## [Exercise aim]
Recast every line of all the items below as a JSON list of strings, with one string per line and any blank lines omitted.

-- Begin Data for the task --

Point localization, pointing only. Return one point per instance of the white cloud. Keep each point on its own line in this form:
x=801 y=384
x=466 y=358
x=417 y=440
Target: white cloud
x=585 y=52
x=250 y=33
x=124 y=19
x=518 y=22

-- End Data for the task --

## [Problem solution]
[
  "Point localization, pointing only. Return one point per instance of the white cloud. Keep each point on its own line in this form:",
  "x=801 y=384",
  "x=466 y=358",
  "x=417 y=440",
  "Target: white cloud",
  "x=585 y=52",
  "x=250 y=33",
  "x=124 y=19",
  "x=518 y=22"
]